→ DO THIS:
Transcribe every row below word for word, keeping its punctuation and capitalization unchanged.

/---

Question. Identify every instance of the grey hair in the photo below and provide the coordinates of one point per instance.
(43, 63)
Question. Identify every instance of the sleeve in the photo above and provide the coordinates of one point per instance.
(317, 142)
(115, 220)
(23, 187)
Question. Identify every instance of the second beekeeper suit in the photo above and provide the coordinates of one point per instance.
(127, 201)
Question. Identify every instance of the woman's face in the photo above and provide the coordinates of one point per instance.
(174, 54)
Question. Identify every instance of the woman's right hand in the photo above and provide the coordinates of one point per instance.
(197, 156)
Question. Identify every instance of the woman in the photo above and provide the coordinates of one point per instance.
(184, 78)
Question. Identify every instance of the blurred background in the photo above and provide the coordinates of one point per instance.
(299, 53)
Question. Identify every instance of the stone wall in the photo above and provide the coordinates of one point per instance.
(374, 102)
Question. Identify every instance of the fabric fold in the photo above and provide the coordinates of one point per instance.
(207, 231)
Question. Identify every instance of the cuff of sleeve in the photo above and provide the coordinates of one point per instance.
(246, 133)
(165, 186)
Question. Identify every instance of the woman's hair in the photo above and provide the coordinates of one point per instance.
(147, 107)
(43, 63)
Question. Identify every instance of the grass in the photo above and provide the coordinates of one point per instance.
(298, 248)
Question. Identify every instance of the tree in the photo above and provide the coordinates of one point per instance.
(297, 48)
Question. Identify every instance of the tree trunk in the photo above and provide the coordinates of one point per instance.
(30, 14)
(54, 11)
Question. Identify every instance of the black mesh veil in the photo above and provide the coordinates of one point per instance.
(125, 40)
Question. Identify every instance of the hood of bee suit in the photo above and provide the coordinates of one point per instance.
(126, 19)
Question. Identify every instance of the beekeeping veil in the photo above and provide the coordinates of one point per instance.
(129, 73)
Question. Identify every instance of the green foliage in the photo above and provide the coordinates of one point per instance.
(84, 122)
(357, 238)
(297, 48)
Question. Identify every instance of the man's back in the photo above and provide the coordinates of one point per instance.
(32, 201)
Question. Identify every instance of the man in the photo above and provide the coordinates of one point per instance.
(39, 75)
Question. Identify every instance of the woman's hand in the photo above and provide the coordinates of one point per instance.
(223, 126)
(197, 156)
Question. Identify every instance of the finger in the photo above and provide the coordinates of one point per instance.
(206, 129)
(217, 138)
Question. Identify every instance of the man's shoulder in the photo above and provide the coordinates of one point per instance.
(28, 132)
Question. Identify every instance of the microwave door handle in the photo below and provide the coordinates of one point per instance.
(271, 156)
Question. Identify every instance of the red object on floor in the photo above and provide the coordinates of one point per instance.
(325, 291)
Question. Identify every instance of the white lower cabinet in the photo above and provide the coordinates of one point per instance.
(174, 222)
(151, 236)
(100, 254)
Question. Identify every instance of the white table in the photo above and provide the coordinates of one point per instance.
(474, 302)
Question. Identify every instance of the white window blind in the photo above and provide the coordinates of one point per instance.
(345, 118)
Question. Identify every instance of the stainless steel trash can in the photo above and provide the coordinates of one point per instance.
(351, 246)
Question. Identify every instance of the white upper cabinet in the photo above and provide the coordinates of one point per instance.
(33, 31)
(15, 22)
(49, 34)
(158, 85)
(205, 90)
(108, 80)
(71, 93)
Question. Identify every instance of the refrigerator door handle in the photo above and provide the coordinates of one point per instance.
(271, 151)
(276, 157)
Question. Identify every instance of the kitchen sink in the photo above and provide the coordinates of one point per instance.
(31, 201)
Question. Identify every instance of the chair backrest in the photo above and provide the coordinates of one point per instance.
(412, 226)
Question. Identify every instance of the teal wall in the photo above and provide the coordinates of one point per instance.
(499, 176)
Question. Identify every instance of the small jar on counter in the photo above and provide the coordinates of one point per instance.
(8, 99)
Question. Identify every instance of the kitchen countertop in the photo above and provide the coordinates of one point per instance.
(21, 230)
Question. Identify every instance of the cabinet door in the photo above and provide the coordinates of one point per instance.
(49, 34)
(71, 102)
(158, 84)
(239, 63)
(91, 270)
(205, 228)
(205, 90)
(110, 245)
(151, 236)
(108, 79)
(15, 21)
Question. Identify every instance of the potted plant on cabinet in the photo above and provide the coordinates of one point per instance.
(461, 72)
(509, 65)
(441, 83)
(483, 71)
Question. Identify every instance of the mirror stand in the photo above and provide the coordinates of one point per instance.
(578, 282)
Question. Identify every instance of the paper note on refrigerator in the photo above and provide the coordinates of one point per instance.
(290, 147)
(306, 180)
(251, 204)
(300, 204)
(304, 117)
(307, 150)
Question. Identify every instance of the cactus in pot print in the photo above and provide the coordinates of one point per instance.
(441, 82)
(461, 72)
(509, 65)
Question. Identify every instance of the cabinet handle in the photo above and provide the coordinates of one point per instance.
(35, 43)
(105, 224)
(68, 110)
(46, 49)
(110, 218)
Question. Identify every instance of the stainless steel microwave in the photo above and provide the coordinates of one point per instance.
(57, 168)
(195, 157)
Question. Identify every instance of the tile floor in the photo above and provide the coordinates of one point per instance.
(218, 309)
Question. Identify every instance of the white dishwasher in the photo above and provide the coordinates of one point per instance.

\---

→ WORKED SOLUTION:
Question. Identify every instance of the grey hair in the photo below and provide the coordinates of one point per instance.
(43, 63)
Question. Identify every instance of the sleeve in the photo above and provide the coordinates of one point per instance.
(317, 142)
(115, 220)
(23, 187)
Question. Identify every instance of the second beekeeper suit in the photo above and provide the coordinates of one point per instance.
(127, 201)
Question. Identify every instance of the woman's face in the photo above and provide the coordinates of one point per instance.
(174, 54)
Question. Identify every instance of the woman's right hand in the photo above and provide the coordinates of one point per instance.
(197, 156)
Question. Identify every instance of the woman in the photo above and provide the coordinates of one point per instance.
(184, 78)
Question. Identify every instance of the blurred background in the photo above and provide the coordinates of one point per instance.
(299, 53)
Question. Identify every instance of the stone wall in the photo above and provide the coordinates of one point per instance.
(374, 102)
Question. Identify every instance of the fabric fold in the photo above and provide the coordinates of one point per instance.
(207, 231)
Question. Identify every instance of the cuff of sleeve in the photo above and provide the coordinates of one point per instance.
(246, 133)
(165, 186)
Question. Identify every instance of the woman's hair in the photo above and provide the coordinates of one point per instance.
(147, 107)
(43, 63)
Question. Identify every instance of the grass in the photo above and provide the coordinates of one point per instance.
(298, 248)
Question. Identify every instance of the tree in the photo above and provide the coordinates of one point per instance.
(297, 48)
Question. Identify every instance of the tree trunk in the photo above and provide the coordinates of one point per instance.
(30, 14)
(54, 11)
Question. Identify every instance of the black mesh veil in the photo above and provide the coordinates of one point per instance.
(125, 40)
Question. Identify every instance of the hood of bee suit in the photo above and provide the coordinates of one point per instance.
(126, 19)
Question. Identify every instance of the beekeeping veil in the photo above and provide the coordinates of one point per instance.
(129, 73)
Question. Identify every instance of the green foliage in the photo above and provide the coordinates of one point per instance.
(84, 122)
(357, 238)
(297, 48)
Question. Identify every instance of the man's back in the photo above and provide the coordinates of one point per instance.
(32, 201)
Question. Identify every instance of the man in the photo above and provide the coordinates of one point per instance.
(39, 75)
Question. Identify every instance of the woman's hand in the photo above and provide the coordinates of one point per instance.
(223, 126)
(197, 156)
Question. Identify every instance of the finger in the photo above and provide the coordinates of one point per instance.
(206, 129)
(217, 138)
Question. Identify every instance of the man's shoulder in the photo above and provide the coordinates of one point per instance.
(28, 132)
Question. Identify every instance of the microwave door handle in the photo below and provide the coordinates of one point per instance.
(271, 156)
Question. Identify every instance of the red object on floor in the photo above and provide the coordinates of one point per instance.
(325, 291)
Question. Identify every instance of the white lower cabinet in the photo above and provide the coordinates of one point per instance.
(174, 222)
(151, 236)
(100, 254)
Question. Identify every instance of the white table in the photo above and provide the coordinates of one point per instance.
(474, 302)
Question. Identify every instance of the white window blind in the photo above and provide the coordinates of one point per instance.
(345, 118)
Question. Identify every instance of the stainless steel trash can in the photo above and provide the coordinates of one point per instance.
(351, 246)
Question. Identify every instance of the white upper cabinet in the photo above and provide the coordinates of one point per instance.
(33, 31)
(15, 22)
(49, 34)
(158, 85)
(205, 90)
(108, 80)
(71, 93)
Question. Identify every instance of the refrigerator door handle in the photo above and provide the coordinates of one point per instance.
(271, 151)
(276, 157)
Question. Identify every instance of the kitchen sink in the photo above and provide the coordinates of one point per instance.
(31, 201)
Question. Identify every instance of the chair backrest in the photo above and provide the coordinates of one point per instance.
(412, 226)
Question. Identify every instance of the teal wall in the photo above and provide the coordinates of one point per instance.
(499, 176)
Question. Identify every instance of the small jar on counter in the photo above and provide the coordinates of one point per instance.
(8, 99)
Question. Identify every instance of the kitchen countertop in the photo above and provide the coordinates of one point per instance.
(21, 230)
Question. Identify every instance of the cabinet door in the photo above and provide the coordinates of one point per instance.
(49, 34)
(71, 102)
(158, 84)
(239, 63)
(91, 270)
(205, 228)
(205, 90)
(110, 245)
(151, 236)
(108, 79)
(15, 21)
Question. Identify every instance of the potted plant on cabinet in the photo above and provide the coordinates of one point per instance.
(461, 72)
(509, 65)
(441, 83)
(483, 71)
Question. Identify every instance of the mirror stand in the photo above and provide the coordinates of one point per instance.
(578, 282)
Question. Identify every instance of the paper note on refrigerator in the photo above and provide the coordinates of one point per instance.
(290, 147)
(306, 180)
(251, 204)
(300, 204)
(304, 117)
(307, 150)
Question. Identify every instance of the cactus in pot print in the photo above and provide the coordinates of one point per instance.
(441, 82)
(461, 72)
(509, 65)
Question. Identify every instance of the cabinet handle in the photo above and provide the coordinates of one point per instance.
(35, 43)
(105, 224)
(68, 110)
(46, 49)
(110, 218)
Question. Identify every instance of the stainless steel microwave in the photo above and provide the coordinates of one point per instance.
(57, 168)
(195, 157)
Question. Identify every instance of the tile floor in the photo above and provide the coordinates of one point per instance.
(218, 309)
Question. Identify every instance of the white dishwasher in the photo above and provide the coordinates of one point per instance.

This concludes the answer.